● **Reading text**
The funeral for Apple co-founder Steve Jobs is taking place Friday, according to a person familiar with the matter.
Characterized as a small, private ceremony, the family of Jobs is holding his funeral Friday, two days after he passed away after battling an undisclosed illness, The Wall Street Journal reported. Jobs had fought back a rare form of pancreatic cancer in 2004, and he had endured a liver transplant in 2009. Despite disintegrating health, he remained chief executive of the company until his Aug. 24, 2011, resignation.
Apple said no public services are planned.
In a letter to Apple's employees on Wednesday, Apple Chief Executive Tim Cook said that the company is planning a celebration of Steve's extraordinary life for staff that will take place soon.
Steve's brilliance, passion and energy were the source of countless innovations that enrich and improve all of our lives, the company said in a statement. The world is immeasurably better because of Steve.

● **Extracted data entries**
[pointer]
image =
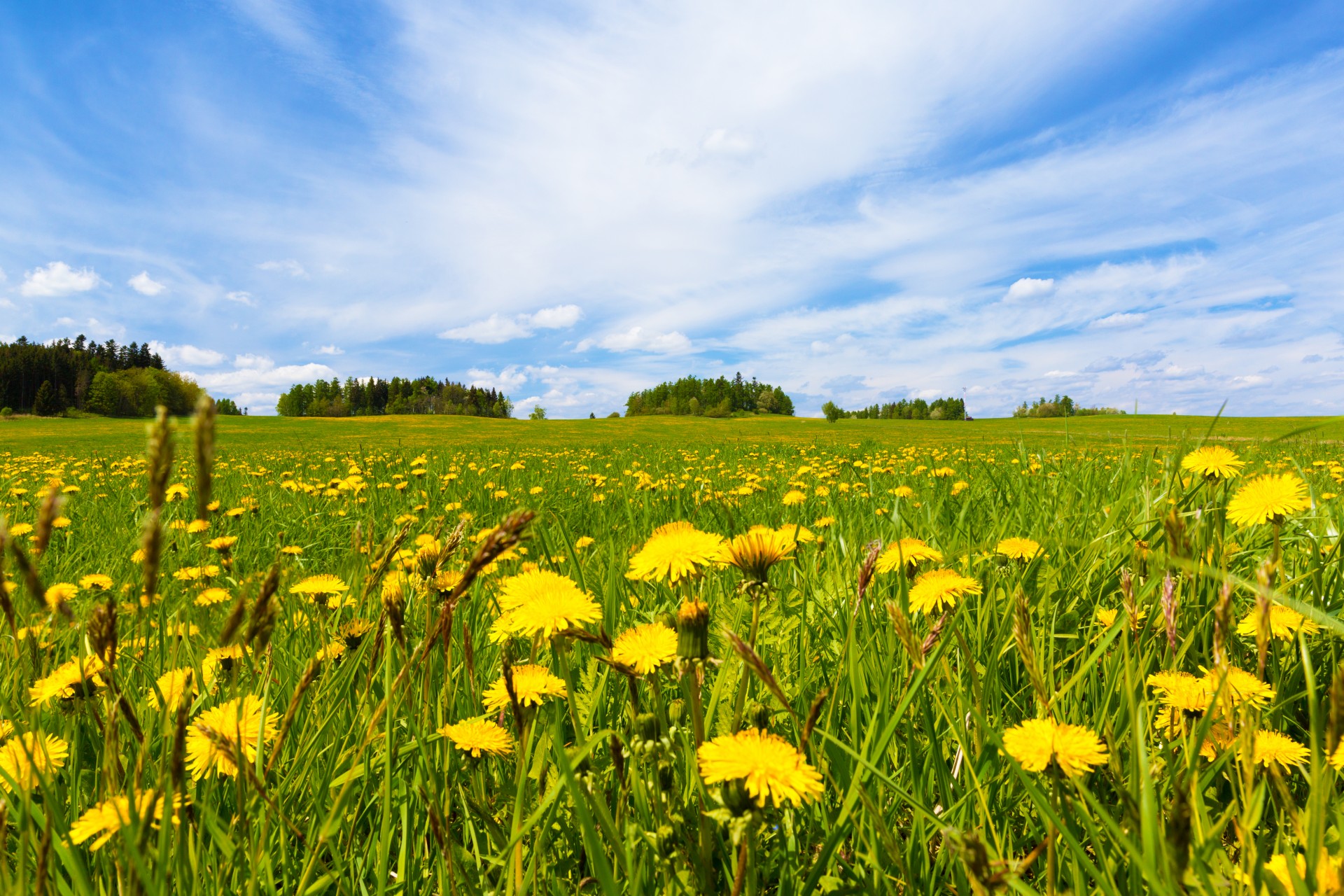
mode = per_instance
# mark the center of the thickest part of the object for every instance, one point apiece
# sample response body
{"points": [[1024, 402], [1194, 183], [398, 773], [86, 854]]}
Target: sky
{"points": [[1136, 203]]}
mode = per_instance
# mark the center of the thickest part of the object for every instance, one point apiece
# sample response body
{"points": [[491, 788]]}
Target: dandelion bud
{"points": [[692, 628]]}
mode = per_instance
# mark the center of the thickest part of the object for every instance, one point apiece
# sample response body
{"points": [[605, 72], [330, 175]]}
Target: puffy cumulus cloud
{"points": [[1030, 288], [187, 355], [498, 328], [58, 279], [288, 266], [640, 340], [146, 285]]}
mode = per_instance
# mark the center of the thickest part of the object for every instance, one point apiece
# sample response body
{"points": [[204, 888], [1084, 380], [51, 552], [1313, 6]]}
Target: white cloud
{"points": [[1030, 288], [288, 266], [144, 285], [498, 328], [1119, 320], [58, 279], [190, 355]]}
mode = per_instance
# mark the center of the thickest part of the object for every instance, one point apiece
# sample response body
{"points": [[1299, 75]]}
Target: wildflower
{"points": [[1212, 463], [1018, 548], [1273, 748], [29, 758], [1268, 498], [59, 593], [540, 602], [321, 584], [172, 685], [479, 736], [1284, 622], [939, 589], [1037, 742], [769, 766], [645, 648], [675, 552], [533, 684], [756, 552], [74, 679], [909, 554], [111, 816], [218, 734]]}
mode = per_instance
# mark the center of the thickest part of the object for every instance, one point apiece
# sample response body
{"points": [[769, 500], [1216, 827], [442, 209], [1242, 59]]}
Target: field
{"points": [[456, 656]]}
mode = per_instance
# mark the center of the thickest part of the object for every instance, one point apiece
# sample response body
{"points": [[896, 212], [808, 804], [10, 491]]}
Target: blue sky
{"points": [[858, 200]]}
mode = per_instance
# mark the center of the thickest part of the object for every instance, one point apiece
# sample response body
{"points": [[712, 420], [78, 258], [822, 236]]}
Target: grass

● **Required actions**
A – Print everything in the article on Steve Jobs's funeral from "Characterized as a" down to "24, 2011, resignation.", word for word.
B – List every year mentioned in the article on Steve Jobs's funeral.
C – Go on with the article on Steve Jobs's funeral from the point where it ends.
The entries were taken from a separate source.

● **Answers by item number**
A –
Characterized as a small, private ceremony, the family of Jobs is holding his funeral Friday, two days after he passed away after battling an undisclosed illness, The Wall Street Journal reported. Jobs had fought back a rare form of pancreatic cancer in 2004, and he had endured a liver transplant in 2009. Despite disintegrating health, he remained chief executive of the company until his Aug. 24, 2011, resignation.

B – 2004, 2009, 2011

C –
Jobs founded his company in Cupertino, Calif., in 1976, when he was just 21 years old. By age 25, he was a multimillionaire, making his debut on the cover of Time Magazine at 26. He was ousted at age 30 but returned in 1996, with the company struggling. The next year, he became CEO, and over the next 15 years, he presided over technologies that changed the way the world operates.
Under his leadership, the company developed the iPod in 2001, widely credited for reviving the suffering music industry. Continuing to revolutionize technology, Apple released the iPhone in 2007 and the iPad in 2010.
Apple has lost a visionary and creative genius, and the world has lost an amazing human being, read a banner on the company's website. Those of us who have been fortunate enough to know and work with Steve have lost a dear friend and an inspiring mentor. Steve leaves behind a company that only he could have built, and his spirit will forever be the foundation of Apple.